Rewrite all the lines of the records below, requests included, but leave out the pictures. Shift every x and y coordinate in the answers by adding 112 to it, and keep the numbers in the requests and in their sample result format unchanged.
--
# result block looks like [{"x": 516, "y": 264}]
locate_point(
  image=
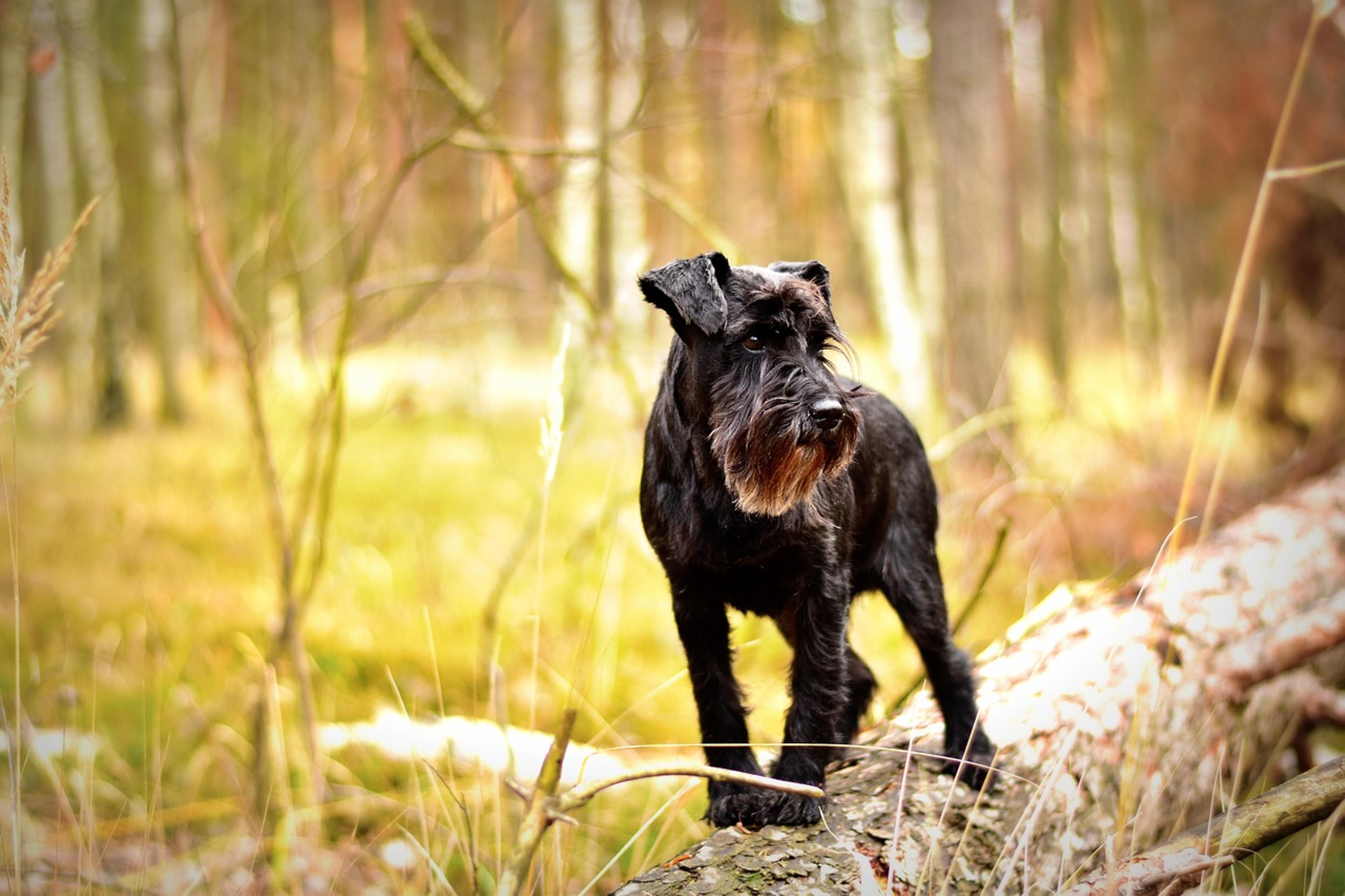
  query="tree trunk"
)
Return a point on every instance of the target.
[
  {"x": 49, "y": 67},
  {"x": 1122, "y": 717},
  {"x": 112, "y": 337},
  {"x": 865, "y": 150},
  {"x": 1055, "y": 70},
  {"x": 166, "y": 276},
  {"x": 967, "y": 85},
  {"x": 14, "y": 88},
  {"x": 581, "y": 126}
]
--
* _Solution to the problem_
# result block looks like [{"x": 516, "y": 264}]
locate_point(
  image=
  query="tree trunk"
)
Return a point on every instance of the target.
[
  {"x": 161, "y": 179},
  {"x": 1234, "y": 829},
  {"x": 224, "y": 449},
  {"x": 977, "y": 262},
  {"x": 1167, "y": 182},
  {"x": 278, "y": 388},
  {"x": 1079, "y": 197},
  {"x": 126, "y": 200},
  {"x": 693, "y": 238}
]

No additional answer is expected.